● **What to do**: A single number is wanted: how many lines of the records below contain the word "instance".
○ ○ ○ ○ ○
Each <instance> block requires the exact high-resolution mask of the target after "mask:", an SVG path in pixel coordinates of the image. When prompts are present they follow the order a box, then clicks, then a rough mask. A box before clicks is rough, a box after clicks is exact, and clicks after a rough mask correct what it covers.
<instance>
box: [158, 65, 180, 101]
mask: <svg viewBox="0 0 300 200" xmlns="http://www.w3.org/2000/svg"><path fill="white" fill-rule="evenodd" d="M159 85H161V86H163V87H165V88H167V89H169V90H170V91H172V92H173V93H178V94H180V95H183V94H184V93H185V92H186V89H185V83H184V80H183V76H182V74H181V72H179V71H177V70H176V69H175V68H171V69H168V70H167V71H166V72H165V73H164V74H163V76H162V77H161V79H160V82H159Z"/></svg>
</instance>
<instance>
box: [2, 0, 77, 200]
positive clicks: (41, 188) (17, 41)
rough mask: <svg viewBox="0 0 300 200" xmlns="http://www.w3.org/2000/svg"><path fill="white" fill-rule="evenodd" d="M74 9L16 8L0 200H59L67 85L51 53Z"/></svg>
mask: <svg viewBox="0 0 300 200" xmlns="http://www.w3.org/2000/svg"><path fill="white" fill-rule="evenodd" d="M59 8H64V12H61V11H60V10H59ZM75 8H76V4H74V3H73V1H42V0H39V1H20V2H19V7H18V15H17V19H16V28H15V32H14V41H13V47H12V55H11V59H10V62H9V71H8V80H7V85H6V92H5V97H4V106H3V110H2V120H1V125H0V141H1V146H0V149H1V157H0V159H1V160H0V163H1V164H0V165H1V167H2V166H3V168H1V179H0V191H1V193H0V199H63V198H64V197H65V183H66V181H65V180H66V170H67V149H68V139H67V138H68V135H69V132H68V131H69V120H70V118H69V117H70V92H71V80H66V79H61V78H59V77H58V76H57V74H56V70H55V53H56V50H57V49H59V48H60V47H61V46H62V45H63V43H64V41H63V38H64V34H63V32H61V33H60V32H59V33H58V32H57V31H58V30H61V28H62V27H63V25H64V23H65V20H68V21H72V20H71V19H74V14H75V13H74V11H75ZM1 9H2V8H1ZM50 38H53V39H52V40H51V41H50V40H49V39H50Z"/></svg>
○ ○ ○ ○ ○
● **Exercise response**: 4